**EXERCICE PROPOSÉ A:**
Renvoyez mot pour mot le passage du texte sur la microaération, en commençant par « Protocole expérimental » et en allant jusqu'à « à 2,3 litres/minute. ».

**TEXTE:**
────

La microaération s'est beaucoup développée sur les méthaniseurs agricoles d'Europe du Nord. L'air est injecté en faible concentration directement au niveau du ciel gazeux.
Arnaud Thierry, Giot Serge, Tartakovsky Boris
Veolia - CNRC
En présence de biogaz et d’air, des bactéries autochtones type Thiobacillus oxydent l’H₂S et forment des précipités de soufre élémentaire. Cette solution permet de diminuer à moindre coût la concentration en H₂S avec des limites techniques liées à l'encrassement du ciel gazeux et de la ligne biogaz par accumulation des précipités minéraux sur les parois internes des ouvrages.
L'objet de cette étude était de tester une technique de microaération (brevet CANOXIS - US5599451) dans la boucle de recirculation liquide d'un pilote EGSB. Il s'agissait de vérifier l'efficacité du procédé et de déterminer si l’accumulation du soufre s'effectuait plutôt dans la zone liquide du réacteur que dans le ciel gazeux. Les essais ont eu lieu sur un site industriel où Veolia a construit et exploite un méthaniseur UASB traitant des effluents papetiers depuis plus de dix ans. Un pilote EGSB de 5 m³ utiles était alimenté en continu à une charge volumique de 5 kg DCO/m³·j. Un système d’injection d'air était connecté à la boucle de recirculation du pilote avec possibilité de réglage du débit d'injection.
Protocole expérimental
Le principe de fonctionnement du procédé Canoxis est simple : il consiste à l’insertion d’une chambre de microaération sur la boucle de recirculation d’un méthaniseur industriel. La technique est également applicable sur un digesteur anaérobie de boues de station d’épuration urbaine ou encore sur une unité de codigestion multi-substrats. La configuration du procédé est schématisée sur la figure 1. Le montage pilote réalisé pour les essais est présenté sur la photo 1 (pilote EGSB dans le container gris vertical « Biothane » à gauche et réacteur de microaération dans le petit container en aggloméré à droite).
L’injection de l’oxygène était réalisée par un petit compresseur d’air réglable de 0,2 à 2,3 litres/minute.
[Photo : Schéma du système de microaération connecté à un méthaniseur EGSB (Crédit Veolia).]
[Photo : Photo des pilotes EGSB et microaération sur le site industriel (Crédit Veolia).]
Pour éviter tout risque d’explosivité, une mesure de potentiel redox était effectuée en continu en aval du point d’injection d’air dans la boucle de recirculation et le circuit biogaz était équipé d’une mesure en continu de la concentration en oxygène avec un seuil de détection très bas.
Un suivi analytique complet en entrée/sortie du pilote EGSB était effectué journalièrement, y compris le débit de biogaz et les concentrations en méthane, sulfure d’hydrogène et oxygène. Au niveau de l’unité de microaération, nous avons mesuré régulièrement le débit d’air du surpresseur et le potentiel redox en sortie.

────

**ENREGISTREMENTS DE DONNÉES:**
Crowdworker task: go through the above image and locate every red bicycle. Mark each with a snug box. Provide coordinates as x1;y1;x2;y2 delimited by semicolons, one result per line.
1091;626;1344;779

────

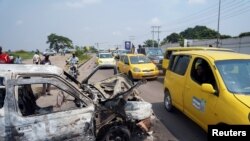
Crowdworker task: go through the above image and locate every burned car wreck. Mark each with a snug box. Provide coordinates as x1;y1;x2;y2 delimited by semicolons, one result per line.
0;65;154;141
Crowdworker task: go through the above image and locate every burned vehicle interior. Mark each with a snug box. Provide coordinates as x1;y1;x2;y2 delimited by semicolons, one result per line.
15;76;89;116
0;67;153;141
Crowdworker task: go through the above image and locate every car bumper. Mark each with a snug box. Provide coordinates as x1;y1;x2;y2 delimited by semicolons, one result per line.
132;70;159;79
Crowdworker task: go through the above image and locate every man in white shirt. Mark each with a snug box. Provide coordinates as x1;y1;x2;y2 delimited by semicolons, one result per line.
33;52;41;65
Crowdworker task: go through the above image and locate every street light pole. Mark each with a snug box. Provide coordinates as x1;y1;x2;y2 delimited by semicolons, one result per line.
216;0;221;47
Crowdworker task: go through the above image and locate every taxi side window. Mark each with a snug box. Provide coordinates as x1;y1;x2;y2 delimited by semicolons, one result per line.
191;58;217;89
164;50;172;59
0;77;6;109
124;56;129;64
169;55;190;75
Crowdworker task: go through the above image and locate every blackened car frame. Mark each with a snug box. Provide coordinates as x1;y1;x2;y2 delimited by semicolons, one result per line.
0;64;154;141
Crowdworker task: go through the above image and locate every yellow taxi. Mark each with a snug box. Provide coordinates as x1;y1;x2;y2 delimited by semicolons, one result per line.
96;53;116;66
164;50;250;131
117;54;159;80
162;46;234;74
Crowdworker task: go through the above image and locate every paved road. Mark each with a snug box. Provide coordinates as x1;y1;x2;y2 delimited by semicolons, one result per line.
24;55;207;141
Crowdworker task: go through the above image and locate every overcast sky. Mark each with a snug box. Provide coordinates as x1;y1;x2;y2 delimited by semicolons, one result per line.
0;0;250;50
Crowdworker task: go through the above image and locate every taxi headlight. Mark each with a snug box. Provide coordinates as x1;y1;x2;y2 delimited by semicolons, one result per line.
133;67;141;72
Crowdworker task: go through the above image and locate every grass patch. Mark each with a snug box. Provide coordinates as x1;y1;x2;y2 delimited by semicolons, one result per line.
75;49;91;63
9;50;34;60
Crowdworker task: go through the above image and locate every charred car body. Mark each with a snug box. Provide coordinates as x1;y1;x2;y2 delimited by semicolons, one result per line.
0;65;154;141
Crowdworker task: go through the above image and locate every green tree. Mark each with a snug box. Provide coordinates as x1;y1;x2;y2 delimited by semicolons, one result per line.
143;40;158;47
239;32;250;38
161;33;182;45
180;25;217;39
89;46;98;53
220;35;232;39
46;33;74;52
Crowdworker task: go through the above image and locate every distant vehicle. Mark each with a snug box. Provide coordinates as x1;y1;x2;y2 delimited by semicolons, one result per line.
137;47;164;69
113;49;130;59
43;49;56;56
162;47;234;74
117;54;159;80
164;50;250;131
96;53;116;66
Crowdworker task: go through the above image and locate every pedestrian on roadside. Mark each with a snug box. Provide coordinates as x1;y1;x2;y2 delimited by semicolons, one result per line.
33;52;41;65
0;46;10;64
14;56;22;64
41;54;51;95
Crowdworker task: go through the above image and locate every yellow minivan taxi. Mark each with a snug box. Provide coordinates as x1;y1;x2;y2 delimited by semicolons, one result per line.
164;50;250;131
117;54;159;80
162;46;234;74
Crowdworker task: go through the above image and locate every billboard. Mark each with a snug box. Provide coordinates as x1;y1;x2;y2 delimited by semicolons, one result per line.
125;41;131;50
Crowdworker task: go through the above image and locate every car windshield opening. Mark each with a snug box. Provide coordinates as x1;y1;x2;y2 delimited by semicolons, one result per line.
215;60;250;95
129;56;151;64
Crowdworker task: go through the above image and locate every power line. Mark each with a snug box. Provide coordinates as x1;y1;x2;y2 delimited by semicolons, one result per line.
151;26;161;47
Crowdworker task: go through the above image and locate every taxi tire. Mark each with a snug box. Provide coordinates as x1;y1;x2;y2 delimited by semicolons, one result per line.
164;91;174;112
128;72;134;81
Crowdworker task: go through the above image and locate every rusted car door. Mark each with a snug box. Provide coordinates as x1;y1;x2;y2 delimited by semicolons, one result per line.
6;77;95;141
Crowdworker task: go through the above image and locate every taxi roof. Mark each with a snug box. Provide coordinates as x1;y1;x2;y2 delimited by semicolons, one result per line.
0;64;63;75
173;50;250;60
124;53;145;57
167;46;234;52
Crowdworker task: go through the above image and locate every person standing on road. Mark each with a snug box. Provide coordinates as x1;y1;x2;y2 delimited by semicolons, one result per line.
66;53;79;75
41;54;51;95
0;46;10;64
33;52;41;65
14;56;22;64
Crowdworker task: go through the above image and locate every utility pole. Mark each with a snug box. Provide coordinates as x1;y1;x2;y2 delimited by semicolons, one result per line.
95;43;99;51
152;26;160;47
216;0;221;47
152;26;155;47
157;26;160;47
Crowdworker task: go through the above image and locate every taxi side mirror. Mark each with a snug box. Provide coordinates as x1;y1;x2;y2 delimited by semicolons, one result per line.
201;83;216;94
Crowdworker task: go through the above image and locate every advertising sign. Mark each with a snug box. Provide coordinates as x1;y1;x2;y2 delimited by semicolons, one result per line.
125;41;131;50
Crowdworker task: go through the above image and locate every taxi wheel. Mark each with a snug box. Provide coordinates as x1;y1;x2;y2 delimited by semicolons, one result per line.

────

**EXERCICE PROPOSÉ B:**
Dans les enregistrements, reprenez seulement les lignes qui vont de la ligne contenant « every taxi tire. » jusqu'à celle contenant « 128;72;134;81 », ces deux lignes incluses et consignes comprises. Décalez de 94 chaque nombre des coordonnées données en réponse.

**RÉPONSE FINALE A:**
Protocole expérimental
Le principe de fonctionnement du procédé Canoxis est simple : il consiste à l’insertion d’une chambre de microaération sur la boucle de recirculation d’un méthaniseur industriel. La technique est également applicable sur un digesteur anaérobie de boues de station d’épuration urbaine ou encore sur une unité de codigestion multi-substrats. La configuration du procédé est schématisée sur la figure 1. Le montage pilote réalisé pour les essais est présenté sur la photo 1 (pilote EGSB dans le container gris vertical « Biothane » à gauche et réacteur de microaération dans le petit container en aggloméré à droite).
L’injection de l’oxygène était réalisée par un petit compresseur d’air réglable de 0,2 à 2,3 litres/minute.

**RÉPONSE FINALE B:**
Crowdworker task: go through the above image and locate every taxi tire. Mark each with a snug box. Provide coordinates as x1;y1;x2;y2 delimited by semicolons, one result per line.
258;185;268;206
222;166;228;175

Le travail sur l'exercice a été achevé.